*TAREA PLANTEADA*.
En el texto sobre el trabajo de informático en la Administración, ¿cuántas tablas tiene aproximadamente la aplicación en la que trabaja el autor?

Trabajar para la Administración tiene estas cosas. Te ofrecen un puesto que te interesa y aceptas, luego, si eso, ya te colocan ellos donde mejor les vienes. Ser informático en el ente público implica que todo te suene bastante y luego te especialices sobre la marcha, si es que te dejan. Sólo hay que ver el temario de una oposición: dominio de cinco lenguajes de programación, conocimientos de otros tantos sistemas operativos, abstracción y concreción de sistemas y modelos de datos, redes físicas y virtuales y, por supuesto, legislación sobre protección de datos, seguridad de comunicaciones telemáticas… (Vamos cien temas de puro infierno). Y como parece ser que mi año en el Servicio Regional de Tiritas había hecho de mi un experto en redes, mis servicios en esa sección eran poco menos que imprescindibles. Menos mal que no terminé en la asesoría jurídica por mis conocimientos sobre la Ley 59/2003 de Firma Electrónica. Yo creo que no se enteraron de que estaba saliendo con una abogada, si no me lo encasquetan fijo...

Durante casi otro año estuve haciendo prácticamente el mismo trabajo (aunque cobrando un poco más), pero finalmente el jefe del Servicio de Informática me llamó a su despacho y me dijo “Tú, a trabajar a Desarrollo...”. Por fin, mi oportunidad de hacer lo que quería.

Desarrollando espero

Desde que dejé atrás la Sección de Infraestructura y Comunicaciones han pasado ya casi tres años. Desde entonces trabajo en la que podría llamarse la aplicación insignia de esta santa casa. En realidad se trata de una aplicación monstruosa a la que se le está exigiendo mucho más de aquello para lo que fue concebida y que jamás estará terminada. Actualmente debe haber unas 2.000 tablas, 9.000 procedimientos almacenados, y no se cuantos cientos de formularios web y windows. Es una aberración tentacular descontrolada y con un nivel de elementos redundantes e inútiles que matarían de un infarto a los mismísimos Boyce y Codd.

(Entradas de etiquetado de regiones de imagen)
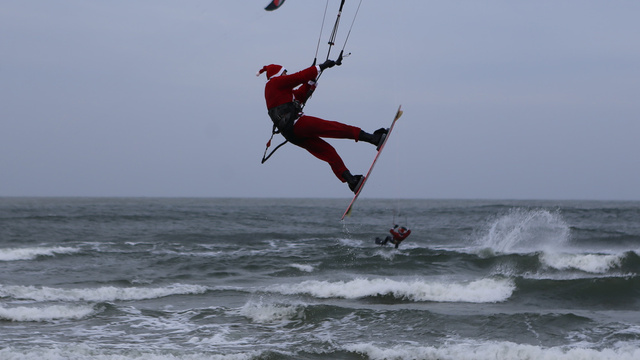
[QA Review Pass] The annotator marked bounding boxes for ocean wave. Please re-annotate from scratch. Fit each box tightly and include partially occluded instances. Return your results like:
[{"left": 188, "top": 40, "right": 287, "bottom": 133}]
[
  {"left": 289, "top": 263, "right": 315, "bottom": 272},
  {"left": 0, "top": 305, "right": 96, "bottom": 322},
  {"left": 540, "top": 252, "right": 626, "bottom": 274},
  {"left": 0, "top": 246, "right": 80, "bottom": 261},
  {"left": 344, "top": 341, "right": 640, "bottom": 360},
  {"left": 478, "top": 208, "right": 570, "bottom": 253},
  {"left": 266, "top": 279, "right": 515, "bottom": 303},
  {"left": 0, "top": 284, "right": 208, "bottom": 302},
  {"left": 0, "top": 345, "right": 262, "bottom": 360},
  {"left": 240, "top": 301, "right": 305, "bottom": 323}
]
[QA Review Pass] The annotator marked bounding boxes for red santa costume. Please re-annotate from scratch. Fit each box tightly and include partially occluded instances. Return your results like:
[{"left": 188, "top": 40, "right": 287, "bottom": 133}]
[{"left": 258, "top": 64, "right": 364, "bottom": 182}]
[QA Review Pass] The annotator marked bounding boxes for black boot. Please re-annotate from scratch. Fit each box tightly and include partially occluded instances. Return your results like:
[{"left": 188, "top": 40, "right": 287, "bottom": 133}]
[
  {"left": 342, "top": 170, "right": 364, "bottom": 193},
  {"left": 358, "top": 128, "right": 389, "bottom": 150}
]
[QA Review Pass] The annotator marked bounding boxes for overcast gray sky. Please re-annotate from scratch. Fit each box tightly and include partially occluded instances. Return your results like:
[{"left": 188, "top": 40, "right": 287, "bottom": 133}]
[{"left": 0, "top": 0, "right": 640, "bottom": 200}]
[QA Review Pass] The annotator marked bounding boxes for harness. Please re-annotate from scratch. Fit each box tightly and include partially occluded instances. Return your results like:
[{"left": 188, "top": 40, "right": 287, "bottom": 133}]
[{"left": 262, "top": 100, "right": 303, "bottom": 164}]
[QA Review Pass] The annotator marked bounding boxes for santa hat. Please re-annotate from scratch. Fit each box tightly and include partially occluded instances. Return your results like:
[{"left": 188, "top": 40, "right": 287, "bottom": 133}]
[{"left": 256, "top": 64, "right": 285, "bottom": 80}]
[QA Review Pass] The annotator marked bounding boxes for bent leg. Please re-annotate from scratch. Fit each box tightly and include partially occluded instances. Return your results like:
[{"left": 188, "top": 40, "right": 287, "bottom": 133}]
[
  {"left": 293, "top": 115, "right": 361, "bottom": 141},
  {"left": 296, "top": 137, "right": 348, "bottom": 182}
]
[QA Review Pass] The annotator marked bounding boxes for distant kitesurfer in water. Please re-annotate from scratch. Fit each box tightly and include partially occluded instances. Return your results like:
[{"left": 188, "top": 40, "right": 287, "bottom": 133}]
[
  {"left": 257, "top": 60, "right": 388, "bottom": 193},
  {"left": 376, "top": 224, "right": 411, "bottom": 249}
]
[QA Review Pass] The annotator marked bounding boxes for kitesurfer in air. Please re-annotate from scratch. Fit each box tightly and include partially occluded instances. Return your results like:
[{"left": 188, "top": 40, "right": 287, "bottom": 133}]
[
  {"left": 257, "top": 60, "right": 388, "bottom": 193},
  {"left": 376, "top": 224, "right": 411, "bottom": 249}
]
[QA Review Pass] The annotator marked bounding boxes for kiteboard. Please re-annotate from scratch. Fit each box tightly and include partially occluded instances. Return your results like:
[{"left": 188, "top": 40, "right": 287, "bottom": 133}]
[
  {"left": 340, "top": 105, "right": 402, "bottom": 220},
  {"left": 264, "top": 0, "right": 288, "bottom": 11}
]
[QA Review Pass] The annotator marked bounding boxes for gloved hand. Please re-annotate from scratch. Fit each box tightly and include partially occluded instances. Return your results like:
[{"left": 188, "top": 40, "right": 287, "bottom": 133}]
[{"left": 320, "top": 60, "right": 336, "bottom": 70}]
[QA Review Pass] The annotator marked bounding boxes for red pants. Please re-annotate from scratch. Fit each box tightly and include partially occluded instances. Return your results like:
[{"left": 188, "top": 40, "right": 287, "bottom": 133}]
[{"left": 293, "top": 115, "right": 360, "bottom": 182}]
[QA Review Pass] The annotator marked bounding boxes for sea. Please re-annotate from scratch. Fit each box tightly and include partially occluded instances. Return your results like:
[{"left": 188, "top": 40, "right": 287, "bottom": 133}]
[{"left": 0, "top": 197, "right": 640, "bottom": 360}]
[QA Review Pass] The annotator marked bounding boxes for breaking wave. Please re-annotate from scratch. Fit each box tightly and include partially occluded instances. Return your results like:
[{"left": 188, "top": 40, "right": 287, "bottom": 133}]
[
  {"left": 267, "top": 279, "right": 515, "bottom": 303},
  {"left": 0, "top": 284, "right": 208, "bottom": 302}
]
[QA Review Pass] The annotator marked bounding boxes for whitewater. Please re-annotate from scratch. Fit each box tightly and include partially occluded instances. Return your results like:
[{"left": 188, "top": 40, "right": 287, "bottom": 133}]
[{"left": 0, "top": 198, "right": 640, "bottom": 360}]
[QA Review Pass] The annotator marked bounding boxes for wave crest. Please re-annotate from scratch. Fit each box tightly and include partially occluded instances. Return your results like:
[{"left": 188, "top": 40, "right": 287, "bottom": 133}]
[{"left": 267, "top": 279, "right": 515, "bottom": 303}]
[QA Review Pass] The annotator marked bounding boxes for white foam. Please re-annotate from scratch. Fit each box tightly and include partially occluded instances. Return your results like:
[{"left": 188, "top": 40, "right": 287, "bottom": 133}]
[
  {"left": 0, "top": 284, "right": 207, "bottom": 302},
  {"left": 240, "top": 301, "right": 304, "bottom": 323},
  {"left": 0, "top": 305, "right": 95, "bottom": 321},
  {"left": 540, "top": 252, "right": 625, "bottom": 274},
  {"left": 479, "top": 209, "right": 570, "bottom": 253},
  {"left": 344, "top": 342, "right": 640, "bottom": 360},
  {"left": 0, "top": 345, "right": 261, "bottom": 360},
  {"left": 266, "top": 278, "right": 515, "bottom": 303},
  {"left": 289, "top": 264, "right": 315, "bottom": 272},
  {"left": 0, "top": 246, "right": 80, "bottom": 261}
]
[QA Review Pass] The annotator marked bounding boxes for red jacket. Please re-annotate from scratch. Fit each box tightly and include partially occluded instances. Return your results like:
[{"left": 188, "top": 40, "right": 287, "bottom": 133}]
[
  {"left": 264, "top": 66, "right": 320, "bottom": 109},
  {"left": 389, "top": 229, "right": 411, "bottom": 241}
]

*RESPUESTA ESCRITA*.
Unas 2.000 tablas.